**Work to complete:**
Set every entry down again precisely.

**Given data:**
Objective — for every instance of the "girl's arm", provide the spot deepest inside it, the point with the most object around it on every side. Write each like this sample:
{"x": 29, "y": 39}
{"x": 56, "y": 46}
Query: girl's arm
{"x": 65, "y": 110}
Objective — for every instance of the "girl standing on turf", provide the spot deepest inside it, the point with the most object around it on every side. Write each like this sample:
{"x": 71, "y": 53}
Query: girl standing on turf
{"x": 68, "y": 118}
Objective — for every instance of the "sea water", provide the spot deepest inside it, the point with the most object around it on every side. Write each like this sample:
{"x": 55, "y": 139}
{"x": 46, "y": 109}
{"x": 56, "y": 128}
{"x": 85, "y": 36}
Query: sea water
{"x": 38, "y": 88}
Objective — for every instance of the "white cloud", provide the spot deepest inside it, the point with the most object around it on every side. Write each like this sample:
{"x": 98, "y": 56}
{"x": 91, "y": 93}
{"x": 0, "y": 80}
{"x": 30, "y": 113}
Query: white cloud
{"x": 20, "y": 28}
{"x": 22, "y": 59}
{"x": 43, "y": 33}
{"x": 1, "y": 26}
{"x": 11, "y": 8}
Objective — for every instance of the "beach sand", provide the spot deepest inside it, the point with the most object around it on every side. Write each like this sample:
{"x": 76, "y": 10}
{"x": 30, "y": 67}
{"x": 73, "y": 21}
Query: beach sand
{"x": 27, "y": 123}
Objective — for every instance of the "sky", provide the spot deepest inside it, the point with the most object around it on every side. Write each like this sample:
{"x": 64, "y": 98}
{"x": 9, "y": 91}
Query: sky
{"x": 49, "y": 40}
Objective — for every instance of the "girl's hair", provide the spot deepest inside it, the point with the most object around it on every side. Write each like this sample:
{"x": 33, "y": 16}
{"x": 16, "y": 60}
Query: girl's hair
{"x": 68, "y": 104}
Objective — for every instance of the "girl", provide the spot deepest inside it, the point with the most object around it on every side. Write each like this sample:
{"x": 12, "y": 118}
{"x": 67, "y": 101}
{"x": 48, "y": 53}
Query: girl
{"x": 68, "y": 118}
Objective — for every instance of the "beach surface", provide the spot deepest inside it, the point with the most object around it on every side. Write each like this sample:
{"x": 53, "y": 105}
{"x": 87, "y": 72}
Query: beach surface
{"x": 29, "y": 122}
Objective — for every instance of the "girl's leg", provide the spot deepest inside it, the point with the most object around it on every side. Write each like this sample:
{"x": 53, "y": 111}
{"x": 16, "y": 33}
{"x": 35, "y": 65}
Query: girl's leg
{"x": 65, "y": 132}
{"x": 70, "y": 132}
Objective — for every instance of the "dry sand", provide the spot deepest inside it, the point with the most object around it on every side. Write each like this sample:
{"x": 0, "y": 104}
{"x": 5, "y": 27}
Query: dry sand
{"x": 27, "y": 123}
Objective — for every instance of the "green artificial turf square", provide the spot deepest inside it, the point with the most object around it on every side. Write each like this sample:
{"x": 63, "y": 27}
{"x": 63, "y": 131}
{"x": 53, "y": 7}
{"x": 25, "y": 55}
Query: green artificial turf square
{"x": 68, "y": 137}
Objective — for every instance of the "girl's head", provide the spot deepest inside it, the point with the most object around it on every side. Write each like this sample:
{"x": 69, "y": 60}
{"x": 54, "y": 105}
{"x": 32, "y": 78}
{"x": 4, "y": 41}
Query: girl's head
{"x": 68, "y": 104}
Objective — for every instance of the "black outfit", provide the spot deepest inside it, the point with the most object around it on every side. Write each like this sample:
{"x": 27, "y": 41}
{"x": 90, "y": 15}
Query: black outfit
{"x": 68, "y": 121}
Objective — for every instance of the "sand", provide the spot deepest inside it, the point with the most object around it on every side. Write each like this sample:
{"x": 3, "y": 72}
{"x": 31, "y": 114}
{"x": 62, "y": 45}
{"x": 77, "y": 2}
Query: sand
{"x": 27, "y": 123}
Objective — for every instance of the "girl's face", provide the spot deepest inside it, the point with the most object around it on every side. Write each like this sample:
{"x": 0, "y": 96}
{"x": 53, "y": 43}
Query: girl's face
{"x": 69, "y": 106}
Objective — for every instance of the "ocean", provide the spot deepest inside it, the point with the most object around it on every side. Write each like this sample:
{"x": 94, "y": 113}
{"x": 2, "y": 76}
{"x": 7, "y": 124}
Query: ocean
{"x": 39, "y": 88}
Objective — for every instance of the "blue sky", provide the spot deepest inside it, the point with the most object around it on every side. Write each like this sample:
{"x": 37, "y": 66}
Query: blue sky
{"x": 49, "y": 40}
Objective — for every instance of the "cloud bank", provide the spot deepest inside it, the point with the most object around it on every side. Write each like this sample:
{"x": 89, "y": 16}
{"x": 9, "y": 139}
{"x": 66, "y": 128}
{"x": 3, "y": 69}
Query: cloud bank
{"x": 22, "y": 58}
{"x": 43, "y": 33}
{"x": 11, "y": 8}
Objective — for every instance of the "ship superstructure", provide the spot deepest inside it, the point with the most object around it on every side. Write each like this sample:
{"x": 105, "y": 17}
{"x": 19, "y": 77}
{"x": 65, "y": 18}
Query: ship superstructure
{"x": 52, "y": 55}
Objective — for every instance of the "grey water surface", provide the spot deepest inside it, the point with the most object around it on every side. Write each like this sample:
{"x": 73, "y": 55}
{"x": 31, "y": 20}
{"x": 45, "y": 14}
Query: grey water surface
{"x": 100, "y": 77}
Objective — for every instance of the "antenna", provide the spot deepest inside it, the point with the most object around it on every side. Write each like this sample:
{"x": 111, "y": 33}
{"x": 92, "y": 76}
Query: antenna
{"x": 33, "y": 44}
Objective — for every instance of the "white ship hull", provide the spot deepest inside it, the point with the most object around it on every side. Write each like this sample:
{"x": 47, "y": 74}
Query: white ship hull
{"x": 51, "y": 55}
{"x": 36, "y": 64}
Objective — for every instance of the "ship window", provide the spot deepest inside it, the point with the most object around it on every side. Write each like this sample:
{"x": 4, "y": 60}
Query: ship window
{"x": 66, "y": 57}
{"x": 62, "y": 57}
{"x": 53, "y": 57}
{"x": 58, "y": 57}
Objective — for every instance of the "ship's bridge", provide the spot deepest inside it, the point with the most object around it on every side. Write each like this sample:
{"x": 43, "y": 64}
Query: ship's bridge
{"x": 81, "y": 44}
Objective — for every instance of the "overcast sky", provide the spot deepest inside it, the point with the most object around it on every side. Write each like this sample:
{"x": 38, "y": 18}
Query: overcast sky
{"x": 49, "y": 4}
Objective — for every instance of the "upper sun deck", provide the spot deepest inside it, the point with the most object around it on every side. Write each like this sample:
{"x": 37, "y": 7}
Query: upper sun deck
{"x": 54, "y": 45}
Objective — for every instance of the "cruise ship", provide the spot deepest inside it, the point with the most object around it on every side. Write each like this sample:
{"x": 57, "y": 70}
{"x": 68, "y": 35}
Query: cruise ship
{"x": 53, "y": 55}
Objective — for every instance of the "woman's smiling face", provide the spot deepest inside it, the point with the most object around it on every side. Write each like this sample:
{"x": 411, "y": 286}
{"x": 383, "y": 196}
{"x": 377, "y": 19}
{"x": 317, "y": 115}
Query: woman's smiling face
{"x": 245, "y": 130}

**Your solution:**
Objective — for every instance of the "girl's arm", provide the spot deepest inside it, the point with the most object around it on every side. Write each like this sample:
{"x": 29, "y": 39}
{"x": 56, "y": 46}
Query: girl's arm
{"x": 65, "y": 110}
Objective — for every instance of the "girl standing on turf", provide the spot deepest inside it, the point with the most object around it on every side. Write each like this sample:
{"x": 71, "y": 53}
Query: girl standing on turf
{"x": 68, "y": 118}
Objective — for every instance of the "sea water", provide the spot deepest inside it, the point with the most object around it on every side. Write each like this sample:
{"x": 55, "y": 139}
{"x": 46, "y": 109}
{"x": 56, "y": 128}
{"x": 85, "y": 36}
Query: sea water
{"x": 38, "y": 88}
Objective — for every instance of the "white cloud", provide the spot deepest inside it, the point with the most object around it on every side. Write each like this sample:
{"x": 98, "y": 56}
{"x": 91, "y": 93}
{"x": 0, "y": 80}
{"x": 30, "y": 113}
Query: white cloud
{"x": 20, "y": 28}
{"x": 22, "y": 59}
{"x": 43, "y": 33}
{"x": 1, "y": 26}
{"x": 11, "y": 8}
Objective — for every instance of the "beach sand", provide the spot deepest inside it, the point with the most object around it on every side. Write each like this sample:
{"x": 76, "y": 10}
{"x": 30, "y": 67}
{"x": 73, "y": 21}
Query: beach sand
{"x": 27, "y": 123}
Objective — for every instance of the "sky", provide the spot deepest inside it, the point with the most object around it on every side. Write each like this sample:
{"x": 64, "y": 98}
{"x": 9, "y": 91}
Query: sky
{"x": 49, "y": 40}
Objective — for every instance of the "girl's hair", provide the spot deepest inside it, the point with the most object around it on every side. Write each like this sample:
{"x": 33, "y": 16}
{"x": 16, "y": 60}
Query: girl's hair
{"x": 68, "y": 104}
Objective — for every instance of the "girl", provide the spot deepest inside it, the point with the most object around it on every side. Write each like this sample:
{"x": 12, "y": 118}
{"x": 67, "y": 101}
{"x": 48, "y": 53}
Query: girl
{"x": 68, "y": 118}
Objective — for every instance of the "beach surface", provide the spot deepest inside it, the point with the most object around it on every side. Write each like this sample:
{"x": 53, "y": 105}
{"x": 87, "y": 72}
Query: beach surface
{"x": 29, "y": 122}
Objective — for every instance of the "girl's leg", provide the spot deepest inside it, the point with the most object around it on every side. Write each like this sample:
{"x": 53, "y": 111}
{"x": 16, "y": 33}
{"x": 35, "y": 65}
Query: girl's leg
{"x": 65, "y": 132}
{"x": 70, "y": 132}
Objective — for every instance of the "dry sand", provide the spot deepest inside it, the point with the most object around it on every side. Write each like this sample:
{"x": 0, "y": 104}
{"x": 5, "y": 27}
Query: dry sand
{"x": 27, "y": 123}
Objective — for every instance of the "green artificial turf square", provide the spot deepest inside it, the point with the most object around it on every side. Write each like this sample:
{"x": 63, "y": 27}
{"x": 63, "y": 131}
{"x": 53, "y": 7}
{"x": 25, "y": 55}
Query: green artificial turf square
{"x": 68, "y": 137}
Objective — for every instance of the "girl's head", provide the spot deepest inside it, the point with the most object around it on every side. Write each like this sample:
{"x": 69, "y": 60}
{"x": 54, "y": 105}
{"x": 32, "y": 78}
{"x": 4, "y": 41}
Query: girl's head
{"x": 68, "y": 104}
Objective — for every instance of the "black outfit", provide the spot deepest inside it, the point with the most object around it on every side. Write each like this sample:
{"x": 27, "y": 41}
{"x": 90, "y": 15}
Query: black outfit
{"x": 68, "y": 121}
Objective — for every instance of the "sand", provide the spot deepest inside it, the point with the most object around it on every side. Write each like this sample:
{"x": 3, "y": 72}
{"x": 31, "y": 114}
{"x": 62, "y": 45}
{"x": 77, "y": 2}
Query: sand
{"x": 27, "y": 123}
Objective — for every instance of the "girl's face", provide the spot deepest inside it, the point with the most object around it on every side. Write each like this sample:
{"x": 0, "y": 96}
{"x": 53, "y": 43}
Query: girl's face
{"x": 69, "y": 106}
Objective — for every instance of the "ocean", provide the spot deepest inside it, the point with the most object around it on every side. Write each like this sample:
{"x": 94, "y": 113}
{"x": 2, "y": 76}
{"x": 7, "y": 124}
Query: ocean
{"x": 39, "y": 88}
Objective — for every instance of the "blue sky", provide the spot deepest inside it, the point with the most object around it on every side. Write each like this sample:
{"x": 37, "y": 66}
Query: blue sky
{"x": 49, "y": 40}
Objective — for every instance of the "cloud bank", provide the spot deepest inside it, the point with the most object around it on every side. Write each like this sample:
{"x": 89, "y": 16}
{"x": 9, "y": 139}
{"x": 66, "y": 128}
{"x": 3, "y": 69}
Query: cloud bank
{"x": 22, "y": 58}
{"x": 43, "y": 33}
{"x": 11, "y": 8}
Objective — for every instance of the "ship superstructure", provide the spot deepest inside it, the point with the most object around it on every side. Write each like this sample:
{"x": 105, "y": 17}
{"x": 19, "y": 77}
{"x": 65, "y": 18}
Query: ship superstructure
{"x": 52, "y": 55}
Objective — for every instance of the "grey water surface", provide the spot deepest inside it, the point with the most object around it on every side. Write each like this sample:
{"x": 73, "y": 55}
{"x": 31, "y": 20}
{"x": 45, "y": 14}
Query: grey water surface
{"x": 100, "y": 77}
Objective — for every instance of the "antenna", provide the spot deepest inside it, the point with the most object around it on every side. Write each like this sample:
{"x": 111, "y": 33}
{"x": 92, "y": 76}
Query: antenna
{"x": 33, "y": 44}
Objective — for every instance of the "white ship hull", provide the spot deepest inside it, the point with the most object around it on every side. Write each like this sample:
{"x": 47, "y": 74}
Query: white ship hull
{"x": 51, "y": 55}
{"x": 36, "y": 64}
Objective — for every instance of the "ship window", provide the spot deepest inside it, the point with the most object around it on every side. Write each like this sample:
{"x": 4, "y": 60}
Query: ship window
{"x": 66, "y": 57}
{"x": 62, "y": 57}
{"x": 53, "y": 57}
{"x": 58, "y": 57}
Objective — for every instance of the "ship's bridge", provide the spot deepest inside it, the point with the most object around it on every side. Write each like this sample:
{"x": 43, "y": 64}
Query: ship's bridge
{"x": 81, "y": 44}
Objective — for every instance of the "overcast sky", provide the spot deepest inside it, the point with the most object around it on every side. Write each like this sample:
{"x": 38, "y": 18}
Query: overcast sky
{"x": 49, "y": 4}
Objective — for every instance of the "upper sun deck", provide the spot deepest inside it, the point with the most object around it on every side. Write each like this sample:
{"x": 37, "y": 7}
Query: upper sun deck
{"x": 54, "y": 45}
Objective — for every instance of the "cruise ship", provide the spot deepest inside it, the point with the most object around it on every side. Write each like this sample:
{"x": 57, "y": 70}
{"x": 68, "y": 35}
Query: cruise ship
{"x": 53, "y": 55}
Objective — for every instance of the "woman's smiling face", provide the spot deepest inside it, the point with the most object around it on every side. Write each like this sample:
{"x": 411, "y": 286}
{"x": 383, "y": 196}
{"x": 377, "y": 19}
{"x": 317, "y": 115}
Query: woman's smiling face
{"x": 245, "y": 130}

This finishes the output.